»»

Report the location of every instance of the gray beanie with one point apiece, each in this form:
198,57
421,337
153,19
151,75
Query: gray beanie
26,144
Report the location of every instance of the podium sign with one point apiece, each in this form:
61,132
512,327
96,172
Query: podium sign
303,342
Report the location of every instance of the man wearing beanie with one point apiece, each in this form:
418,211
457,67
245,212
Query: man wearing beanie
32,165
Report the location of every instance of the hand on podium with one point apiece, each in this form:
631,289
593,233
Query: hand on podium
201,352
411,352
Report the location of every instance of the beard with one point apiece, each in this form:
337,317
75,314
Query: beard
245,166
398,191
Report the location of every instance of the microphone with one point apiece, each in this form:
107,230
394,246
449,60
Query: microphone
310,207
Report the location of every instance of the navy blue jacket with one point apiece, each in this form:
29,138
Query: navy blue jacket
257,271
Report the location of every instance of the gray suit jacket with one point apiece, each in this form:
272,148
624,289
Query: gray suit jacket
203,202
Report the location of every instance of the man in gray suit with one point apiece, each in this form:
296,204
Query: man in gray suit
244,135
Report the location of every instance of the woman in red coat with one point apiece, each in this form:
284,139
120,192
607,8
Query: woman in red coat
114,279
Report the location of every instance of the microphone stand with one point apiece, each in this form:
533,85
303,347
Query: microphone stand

««

WORK ORDER:
Report, with a number and no other words, how many lines of the listing contain "stand".

RESULT BELOW:
2